** Begin Dataset records **

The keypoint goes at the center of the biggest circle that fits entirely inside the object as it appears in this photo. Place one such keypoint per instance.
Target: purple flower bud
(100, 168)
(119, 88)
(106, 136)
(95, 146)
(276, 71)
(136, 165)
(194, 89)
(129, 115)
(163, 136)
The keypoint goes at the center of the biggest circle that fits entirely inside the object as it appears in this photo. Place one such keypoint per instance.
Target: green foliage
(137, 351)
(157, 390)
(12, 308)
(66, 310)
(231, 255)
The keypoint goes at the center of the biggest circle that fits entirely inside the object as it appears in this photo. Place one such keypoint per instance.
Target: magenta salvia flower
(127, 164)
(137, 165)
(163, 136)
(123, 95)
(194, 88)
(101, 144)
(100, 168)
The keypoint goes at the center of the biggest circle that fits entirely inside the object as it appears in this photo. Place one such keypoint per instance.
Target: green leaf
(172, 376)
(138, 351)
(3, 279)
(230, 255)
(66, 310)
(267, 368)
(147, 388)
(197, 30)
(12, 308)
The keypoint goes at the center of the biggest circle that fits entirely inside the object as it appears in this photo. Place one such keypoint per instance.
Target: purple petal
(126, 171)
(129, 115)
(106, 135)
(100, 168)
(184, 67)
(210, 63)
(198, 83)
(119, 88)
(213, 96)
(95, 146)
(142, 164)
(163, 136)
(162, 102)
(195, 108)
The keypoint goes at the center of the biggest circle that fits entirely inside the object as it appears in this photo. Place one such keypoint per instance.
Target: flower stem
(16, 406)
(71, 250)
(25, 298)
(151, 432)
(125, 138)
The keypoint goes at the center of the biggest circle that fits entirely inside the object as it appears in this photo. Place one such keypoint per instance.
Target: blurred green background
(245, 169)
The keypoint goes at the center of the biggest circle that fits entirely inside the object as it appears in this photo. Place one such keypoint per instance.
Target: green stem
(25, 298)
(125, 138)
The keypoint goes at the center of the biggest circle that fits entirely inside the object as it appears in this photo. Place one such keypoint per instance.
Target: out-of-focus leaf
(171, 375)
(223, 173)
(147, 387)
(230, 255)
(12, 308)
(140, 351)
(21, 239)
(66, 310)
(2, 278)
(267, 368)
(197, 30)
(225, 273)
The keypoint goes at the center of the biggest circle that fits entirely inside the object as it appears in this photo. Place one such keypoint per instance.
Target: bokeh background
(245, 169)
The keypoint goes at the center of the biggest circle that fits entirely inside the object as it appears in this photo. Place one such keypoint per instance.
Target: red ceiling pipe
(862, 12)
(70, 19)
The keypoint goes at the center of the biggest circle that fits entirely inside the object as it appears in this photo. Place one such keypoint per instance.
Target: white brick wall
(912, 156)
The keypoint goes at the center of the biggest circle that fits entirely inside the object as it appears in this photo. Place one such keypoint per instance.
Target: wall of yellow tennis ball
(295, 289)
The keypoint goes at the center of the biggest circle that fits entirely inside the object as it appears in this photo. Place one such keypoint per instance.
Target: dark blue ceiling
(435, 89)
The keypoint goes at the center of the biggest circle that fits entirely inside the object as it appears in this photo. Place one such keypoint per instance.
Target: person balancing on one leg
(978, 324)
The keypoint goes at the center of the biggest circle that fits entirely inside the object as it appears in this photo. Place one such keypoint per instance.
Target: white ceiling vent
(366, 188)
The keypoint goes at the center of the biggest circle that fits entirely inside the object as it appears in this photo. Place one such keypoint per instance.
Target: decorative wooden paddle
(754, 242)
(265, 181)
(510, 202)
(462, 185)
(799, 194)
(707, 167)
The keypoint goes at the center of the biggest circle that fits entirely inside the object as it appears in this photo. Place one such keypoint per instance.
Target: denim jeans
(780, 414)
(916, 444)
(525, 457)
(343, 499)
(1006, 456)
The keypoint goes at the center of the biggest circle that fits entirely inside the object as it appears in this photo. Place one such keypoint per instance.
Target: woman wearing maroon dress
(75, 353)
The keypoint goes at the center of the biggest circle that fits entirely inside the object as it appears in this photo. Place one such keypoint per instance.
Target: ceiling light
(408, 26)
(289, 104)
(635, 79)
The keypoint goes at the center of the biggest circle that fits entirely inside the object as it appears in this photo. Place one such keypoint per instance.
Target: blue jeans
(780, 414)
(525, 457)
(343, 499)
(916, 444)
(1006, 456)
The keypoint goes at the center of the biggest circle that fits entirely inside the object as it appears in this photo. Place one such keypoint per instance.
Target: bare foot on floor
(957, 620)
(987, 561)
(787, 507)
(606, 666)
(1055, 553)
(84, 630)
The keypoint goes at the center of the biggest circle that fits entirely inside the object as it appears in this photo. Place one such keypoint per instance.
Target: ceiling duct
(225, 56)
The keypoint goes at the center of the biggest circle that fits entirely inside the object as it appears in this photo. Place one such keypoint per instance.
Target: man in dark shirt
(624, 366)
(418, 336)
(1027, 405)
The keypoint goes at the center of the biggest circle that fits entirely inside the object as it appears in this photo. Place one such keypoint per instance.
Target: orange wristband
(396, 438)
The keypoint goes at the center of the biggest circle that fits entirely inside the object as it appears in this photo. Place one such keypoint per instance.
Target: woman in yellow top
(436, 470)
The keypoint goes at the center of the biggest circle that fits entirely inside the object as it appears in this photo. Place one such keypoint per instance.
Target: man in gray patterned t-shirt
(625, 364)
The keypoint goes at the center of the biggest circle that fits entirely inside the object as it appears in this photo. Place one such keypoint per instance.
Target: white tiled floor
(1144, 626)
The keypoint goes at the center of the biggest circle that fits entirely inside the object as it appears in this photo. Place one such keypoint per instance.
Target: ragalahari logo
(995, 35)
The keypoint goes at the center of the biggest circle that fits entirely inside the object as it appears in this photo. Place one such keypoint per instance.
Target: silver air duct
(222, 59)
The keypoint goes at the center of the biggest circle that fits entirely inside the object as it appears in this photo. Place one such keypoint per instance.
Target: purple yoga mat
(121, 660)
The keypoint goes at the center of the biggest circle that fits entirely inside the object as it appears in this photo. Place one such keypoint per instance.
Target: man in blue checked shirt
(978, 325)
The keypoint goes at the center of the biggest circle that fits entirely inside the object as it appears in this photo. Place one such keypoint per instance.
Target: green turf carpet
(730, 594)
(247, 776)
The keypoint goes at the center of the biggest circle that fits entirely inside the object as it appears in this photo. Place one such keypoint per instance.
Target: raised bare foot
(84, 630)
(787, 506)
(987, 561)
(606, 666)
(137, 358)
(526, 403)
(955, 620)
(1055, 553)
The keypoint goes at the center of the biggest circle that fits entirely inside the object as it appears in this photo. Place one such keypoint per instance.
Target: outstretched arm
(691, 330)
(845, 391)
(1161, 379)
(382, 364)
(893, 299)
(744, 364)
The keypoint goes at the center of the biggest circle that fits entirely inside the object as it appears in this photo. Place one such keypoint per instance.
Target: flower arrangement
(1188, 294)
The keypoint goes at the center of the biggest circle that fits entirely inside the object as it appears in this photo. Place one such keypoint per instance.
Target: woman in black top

** End Dataset records **

*Problem requirements*:
Make an exact copy of the listing, including every line.

*Correct answer*:
The keypoint goes at the center of the biggest circle that fits entirely inside the object as it appears in this photo. Place one such keypoint per instance.
Target: purple flower bud
(100, 168)
(119, 88)
(106, 136)
(95, 146)
(276, 71)
(136, 165)
(194, 89)
(129, 115)
(163, 136)
The keypoint goes at the center of the biggest circle that fits entirely inside the object as it appears in this photo. Place one such keypoint per instance.
Target: green foliage
(137, 351)
(157, 390)
(12, 308)
(66, 310)
(231, 255)
The keypoint goes at the center of the biggest circle that fits entirely inside the object as it appears in this photo. Place one such keypoint per instance.
Target: magenta salvia flower
(127, 164)
(137, 165)
(163, 136)
(123, 95)
(194, 88)
(101, 144)
(100, 168)
The keypoint goes at the center of the biggest circle that fits entirely inside the object as it appears in this photo. Place one such keypoint per instance.
Target: green leaf
(172, 376)
(138, 351)
(3, 279)
(230, 255)
(66, 310)
(267, 368)
(147, 388)
(197, 30)
(12, 308)
The keypoint goes at the center of the biggest circle that fits entirely inside the object as it appears in this photo. Place one such keypoint per instance.
Target: purple petal
(126, 171)
(129, 115)
(106, 135)
(100, 168)
(184, 67)
(210, 63)
(198, 83)
(119, 88)
(213, 96)
(95, 146)
(142, 164)
(163, 136)
(162, 102)
(195, 108)
The keypoint goes at the center of the biggest circle that fits entirely inside the object as it appears in this photo. Place one such keypoint per instance.
Target: flower stem
(16, 406)
(71, 250)
(25, 298)
(151, 432)
(125, 138)
The keypoint goes at the center of the biggest circle that fits entirely inside the object as it appears in this photo. Place one such keypoint per instance.
Target: blurred green background
(245, 169)
The keypoint goes at the center of the biggest circle that fits entirely inside the object as it appears in this photo. Place one such keypoint per instance.
Target: green stem
(25, 298)
(125, 138)
The keypoint goes at the center of the biggest circle that fits entirely inside the object as it appears in this photo. Place one such keypoint per instance.
Target: out-of-focus leaf
(171, 375)
(223, 173)
(147, 387)
(230, 255)
(12, 308)
(140, 351)
(21, 239)
(66, 310)
(2, 278)
(267, 368)
(197, 30)
(225, 273)
The keypoint goes at the center of the biggest circle that fits entirely inside the object as it appears in this photo. Place one such keypoint per instance.
Target: bokeh background
(245, 169)
The keypoint goes at the center of the biggest circle that fits entirely inside the object as it appears in this photo. Place one such keypoint per instance.
Target: red ceiling pipe
(862, 12)
(70, 19)
The keypoint goes at the center of the biggest circle that fits entirely inside the object as it appears in this photo. Place one such keypoint per instance.
Target: white brick wall
(912, 156)
The keypoint goes at the center of the biggest circle that fits entirely inside the object as it appears in this photo. Place one such keypoint per instance.
Target: wall of yellow tennis ball
(295, 289)
The keypoint goes at the center of the biggest circle that fits entirely inside the object as it appears in this photo. Place one such keypoint per instance.
Target: dark blue ceiling
(435, 89)
The keypoint goes at the center of the biggest circle that fits entirely inside the object as it appears in this photo. Place one such keypoint per instance.
Target: person balancing on one leg
(978, 324)
The keypoint goes at the center of the biggest circle that fits entirely inside the object as it appears in this photo. Place one such keypoint per instance.
Target: white ceiling vent
(366, 188)
The keypoint goes at the center of the biggest circle that fits entirely inside the object as it appears in this photo. Place one such keypoint per instance.
Target: decorative wooden paddle
(754, 242)
(265, 181)
(510, 202)
(462, 185)
(799, 194)
(707, 167)
The keypoint goes at the center of the biggest circle that fits entirely inside the object as it appears in this photo. Place one such keypoint per instance.
Target: denim jeans
(780, 414)
(916, 444)
(525, 457)
(343, 499)
(1006, 456)
The keypoint goes at the center of the biggest circle that fits entirely inside the object as it appears in this photo. Place one such keypoint per instance.
Target: woman wearing maroon dress
(75, 353)
The keypoint goes at the center of the biggest circle that fits entirely inside the object as it appears in this photo. Place one such keypoint per instance.
Target: ceiling light
(408, 26)
(289, 104)
(635, 79)
The keypoint goes at the center of the biggest circle that fits entirely inside the object as it appears in this photo. Place one such keypoint per instance.
Target: blue jeans
(780, 414)
(525, 457)
(343, 499)
(916, 444)
(1006, 456)
The keypoint goes at the center of the biggest circle that fits entirely inside the object as it appears in this photo. Place one such keypoint per instance.
Target: bare foot on floor
(957, 620)
(987, 561)
(787, 507)
(606, 666)
(1055, 553)
(84, 630)
The keypoint goes at the center of the biggest circle that fits entirely inside the object as it appears in this photo. Place one such keypoint per instance.
Target: ceiling duct
(225, 56)
The keypoint goes at the center of the biggest circle that fits entirely inside the object as it appears in this photo. Place one such keypoint per instance.
Target: man in dark shirt
(624, 366)
(418, 336)
(1027, 405)
The keypoint goes at the center of the biggest circle that fits entirely inside the object as it appears in this photo. Place one such keypoint per instance.
Target: orange wristband
(396, 438)
The keypoint goes at the center of the biggest circle that fits entirely inside the object as it appears in this photo. Place one such keypoint per instance.
Target: woman in yellow top
(436, 470)
The keypoint goes at the center of the biggest circle that fits entirely inside the object as it appears in this photo. Place one such keypoint per instance.
Target: man in gray patterned t-shirt
(625, 364)
The keypoint goes at the center of the biggest circle that fits entirely inside the object as it appears in this photo. Place one such keypoint per instance.
Target: white tiled floor
(1144, 626)
The keypoint goes at the center of the biggest circle that fits entirely inside the object as it appears in this photo. Place one such keypoint per instance.
Target: ragalahari logo
(995, 35)
The keypoint goes at the center of the biggest circle that fits entirely inside the object as it appears in this photo. Place one such keypoint per instance.
Target: silver air duct
(222, 59)
The keypoint goes at the center of the biggest circle that fits entirely inside the object as it appears in this photo. Place one such keypoint per instance.
Target: purple yoga mat
(121, 660)
The keypoint goes at the center of the biggest circle that fits entirely inside the object as it appears in this photo. Place one such keypoint per instance.
Target: man in blue checked shirt
(978, 325)
The keypoint goes at the center of the biggest circle that fits entirely inside the object as it appears in this photo. Place one such keypoint per instance.
Target: green turf carpet
(730, 594)
(247, 776)
The keypoint goes at the center of the biggest circle that fits entirely inside the object as it appears in this photo. Place one such keypoint per instance.
Target: raised bare foot
(84, 630)
(787, 506)
(987, 561)
(606, 666)
(137, 358)
(526, 403)
(955, 620)
(1055, 553)
The keypoint goes at the center of the biggest circle that fits entirely inside the object as it appears in this photo. Place one such keypoint per instance.
Target: outstretched arm
(691, 330)
(845, 391)
(1161, 379)
(382, 364)
(893, 299)
(744, 364)
The keypoint goes at the center of the biggest circle that fits entirely inside the object as it appears in this photo. Place one such keypoint per instance.
Target: flower arrangement
(1188, 294)
The keypoint goes at the center of the biggest circle that fits entirely inside the object as it appears in this photo. Place one such keypoint per instance.
Target: woman in black top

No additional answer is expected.